### Task statement
Retype each of the records below exactly, leaving the pictures out.

### Data records
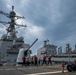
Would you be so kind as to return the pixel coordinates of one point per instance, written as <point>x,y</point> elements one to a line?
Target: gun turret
<point>25,52</point>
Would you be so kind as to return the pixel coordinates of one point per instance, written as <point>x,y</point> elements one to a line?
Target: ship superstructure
<point>46,50</point>
<point>10,43</point>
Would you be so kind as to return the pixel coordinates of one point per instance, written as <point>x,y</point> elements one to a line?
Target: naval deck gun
<point>9,42</point>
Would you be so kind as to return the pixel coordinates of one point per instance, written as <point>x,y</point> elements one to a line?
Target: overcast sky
<point>45,19</point>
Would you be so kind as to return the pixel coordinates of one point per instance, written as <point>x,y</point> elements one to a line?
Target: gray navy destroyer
<point>9,42</point>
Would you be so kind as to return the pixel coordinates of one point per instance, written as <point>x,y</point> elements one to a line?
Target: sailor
<point>49,60</point>
<point>44,60</point>
<point>39,60</point>
<point>24,60</point>
<point>35,60</point>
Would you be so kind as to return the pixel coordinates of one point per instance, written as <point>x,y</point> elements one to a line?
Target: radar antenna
<point>11,29</point>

### Task output
Would you be so kind as to return the pixel coordinates of one point per instance, written as <point>x,y</point> elements one to a line?
Target: gun turret
<point>25,52</point>
Would you be so kind as to return the pixel coordinates of one point per instance, written as <point>x,y</point> elements one to a line?
Target: ship superstructure
<point>46,50</point>
<point>10,43</point>
Would you be so kind as to return the pixel coordinates of one point per instance, written as <point>x,y</point> elements one to a line?
Target: naval deck gun
<point>9,42</point>
Would you be so kind as to return the pixel coordinates of one point per instance, written as <point>x,y</point> elements one to a line?
Target: overcast sky
<point>45,19</point>
Would you be so kind as to return the pixel coordinates of one point per instance, written as <point>x,y</point> elements one to a line?
Target: gray navy destroyer
<point>9,42</point>
Would you be so kind as to return the pixel coordinates of one point per instance, written as <point>x,y</point> elements one to a line?
Target: sailor
<point>49,60</point>
<point>44,60</point>
<point>39,60</point>
<point>24,60</point>
<point>35,60</point>
Would you be so kind as to return the pixel coordinates of one point per instance, written as <point>x,y</point> elements one to a line?
Target: radar antenna
<point>11,29</point>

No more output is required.